Consigne a: D'après le texte sur le Bénin, quels sont les deux noms qui reviennent toujours lorsqu'on évoque les grandes heures de la nation ?

La Nation Bénin...
Il arrive parfois qu’un peuple ait la chance rare de connaître, dans son histoire, deux dirigeants qui, chacun à sa manière, changent profondément son destin. Le Bénin, terre d’intelligence et de paix, a connu beaucoup de présidents, mais seuls deux noms reviennent toujours lorsqu’on évoque les grandes heures de la nation: Mathieu Kérékou et Patrice Talon. Deux hommes que tout semble opposer, mais que tout, en vérité, relie. L’un est le père de la réconciliation nationale, le sage qui a su transformer la crise en opportunité. L’autre est l’artisan de la modernisation et de la renaissance urbaine. L’un a sauvé le pays d’un naufrage politique ; l’autre l’a propulsé vers la dignité et la beauté. Tous deux, par des chemins différents, ont incarné le meilleur visage du Bénin : celui d’un peuple qui se relève toujours, fier, digne, travailleur et pacifique.

Consigne b: Indiquez, s'il vous plaît, le nombre de lignes de la liste qui contiennent le mot « steel ». Donnez seulement ce nombre.

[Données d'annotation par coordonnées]

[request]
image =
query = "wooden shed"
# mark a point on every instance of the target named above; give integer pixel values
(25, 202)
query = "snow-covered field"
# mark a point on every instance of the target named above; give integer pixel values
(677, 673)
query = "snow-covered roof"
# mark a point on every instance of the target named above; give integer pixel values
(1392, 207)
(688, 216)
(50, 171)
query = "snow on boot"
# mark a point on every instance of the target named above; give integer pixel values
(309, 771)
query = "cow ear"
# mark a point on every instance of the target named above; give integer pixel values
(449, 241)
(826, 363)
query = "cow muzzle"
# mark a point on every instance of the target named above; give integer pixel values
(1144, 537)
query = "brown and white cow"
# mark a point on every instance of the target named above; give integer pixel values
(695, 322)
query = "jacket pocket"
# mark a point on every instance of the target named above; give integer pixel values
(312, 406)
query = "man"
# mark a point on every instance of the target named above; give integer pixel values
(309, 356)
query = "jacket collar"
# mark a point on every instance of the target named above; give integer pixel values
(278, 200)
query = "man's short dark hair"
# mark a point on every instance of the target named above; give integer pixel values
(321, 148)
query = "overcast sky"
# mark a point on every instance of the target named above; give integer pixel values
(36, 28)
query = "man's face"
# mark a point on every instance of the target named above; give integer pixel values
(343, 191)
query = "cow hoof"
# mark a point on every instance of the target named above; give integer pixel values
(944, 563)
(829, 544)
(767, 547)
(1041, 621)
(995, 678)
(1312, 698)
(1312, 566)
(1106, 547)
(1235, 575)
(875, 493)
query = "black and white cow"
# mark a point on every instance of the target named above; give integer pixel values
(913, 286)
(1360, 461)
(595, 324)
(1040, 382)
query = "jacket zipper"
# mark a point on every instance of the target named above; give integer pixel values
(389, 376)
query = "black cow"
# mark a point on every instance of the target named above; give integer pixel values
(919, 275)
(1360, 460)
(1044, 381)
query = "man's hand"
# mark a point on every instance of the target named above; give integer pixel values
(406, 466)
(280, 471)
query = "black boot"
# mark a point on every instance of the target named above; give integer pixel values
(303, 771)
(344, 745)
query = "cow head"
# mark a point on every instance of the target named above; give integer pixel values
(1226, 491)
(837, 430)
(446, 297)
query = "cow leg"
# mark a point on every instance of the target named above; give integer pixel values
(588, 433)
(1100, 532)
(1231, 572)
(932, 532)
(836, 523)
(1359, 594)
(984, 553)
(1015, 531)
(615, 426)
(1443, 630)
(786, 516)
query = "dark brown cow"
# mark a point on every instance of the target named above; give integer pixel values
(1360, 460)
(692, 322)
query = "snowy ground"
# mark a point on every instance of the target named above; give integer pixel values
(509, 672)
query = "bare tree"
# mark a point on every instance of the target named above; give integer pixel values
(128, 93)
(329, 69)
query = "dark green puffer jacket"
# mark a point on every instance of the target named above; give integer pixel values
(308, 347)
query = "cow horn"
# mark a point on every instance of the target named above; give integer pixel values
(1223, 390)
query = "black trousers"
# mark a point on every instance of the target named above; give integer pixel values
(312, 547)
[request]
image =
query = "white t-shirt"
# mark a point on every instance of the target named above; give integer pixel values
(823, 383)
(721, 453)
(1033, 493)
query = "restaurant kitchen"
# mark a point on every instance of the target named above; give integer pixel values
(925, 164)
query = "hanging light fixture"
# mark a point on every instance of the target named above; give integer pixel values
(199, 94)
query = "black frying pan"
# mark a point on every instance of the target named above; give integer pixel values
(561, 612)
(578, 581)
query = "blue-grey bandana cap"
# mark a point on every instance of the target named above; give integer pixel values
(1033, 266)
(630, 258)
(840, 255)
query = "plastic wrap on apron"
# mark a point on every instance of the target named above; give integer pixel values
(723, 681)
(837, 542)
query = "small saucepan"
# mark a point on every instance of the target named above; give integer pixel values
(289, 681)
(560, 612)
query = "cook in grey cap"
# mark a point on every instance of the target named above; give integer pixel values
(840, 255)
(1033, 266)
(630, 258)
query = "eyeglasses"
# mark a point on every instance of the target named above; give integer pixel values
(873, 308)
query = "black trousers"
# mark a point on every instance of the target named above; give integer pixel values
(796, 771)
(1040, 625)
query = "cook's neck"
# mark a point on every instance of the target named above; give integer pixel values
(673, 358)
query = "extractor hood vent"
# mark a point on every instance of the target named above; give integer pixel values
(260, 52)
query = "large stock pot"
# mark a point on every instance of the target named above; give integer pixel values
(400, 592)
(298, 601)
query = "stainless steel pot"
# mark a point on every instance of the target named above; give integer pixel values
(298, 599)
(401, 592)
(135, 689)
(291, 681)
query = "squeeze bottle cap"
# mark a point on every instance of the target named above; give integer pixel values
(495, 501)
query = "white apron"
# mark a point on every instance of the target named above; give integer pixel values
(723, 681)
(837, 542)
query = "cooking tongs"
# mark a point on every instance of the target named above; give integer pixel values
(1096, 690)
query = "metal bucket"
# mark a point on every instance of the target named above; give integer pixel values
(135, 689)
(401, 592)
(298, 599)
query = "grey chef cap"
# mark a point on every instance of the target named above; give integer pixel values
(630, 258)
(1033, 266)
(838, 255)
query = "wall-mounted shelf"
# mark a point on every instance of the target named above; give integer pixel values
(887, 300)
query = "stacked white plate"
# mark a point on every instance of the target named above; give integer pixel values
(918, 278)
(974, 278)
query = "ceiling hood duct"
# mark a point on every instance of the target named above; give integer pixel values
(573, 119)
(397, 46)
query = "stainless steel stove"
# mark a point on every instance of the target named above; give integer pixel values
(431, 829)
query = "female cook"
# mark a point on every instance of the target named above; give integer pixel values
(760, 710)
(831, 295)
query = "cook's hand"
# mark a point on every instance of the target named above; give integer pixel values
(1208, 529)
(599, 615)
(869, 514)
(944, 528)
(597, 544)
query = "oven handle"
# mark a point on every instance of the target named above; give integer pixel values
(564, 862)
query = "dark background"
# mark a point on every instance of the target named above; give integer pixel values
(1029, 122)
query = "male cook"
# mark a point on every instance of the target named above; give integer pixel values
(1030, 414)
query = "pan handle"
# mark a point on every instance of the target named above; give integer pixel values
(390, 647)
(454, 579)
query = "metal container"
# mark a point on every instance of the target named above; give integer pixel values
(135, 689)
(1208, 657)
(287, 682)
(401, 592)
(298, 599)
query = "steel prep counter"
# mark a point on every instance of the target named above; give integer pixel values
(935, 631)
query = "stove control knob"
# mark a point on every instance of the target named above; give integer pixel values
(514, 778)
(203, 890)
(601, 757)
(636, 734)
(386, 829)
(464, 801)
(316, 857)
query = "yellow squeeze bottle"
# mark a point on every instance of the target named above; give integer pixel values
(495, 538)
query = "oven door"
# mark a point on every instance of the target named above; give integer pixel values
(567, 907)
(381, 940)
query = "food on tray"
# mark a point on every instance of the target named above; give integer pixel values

Réponse finale a: Mathieu Kérékou et Patrice Talon.

Réponse finale b: 3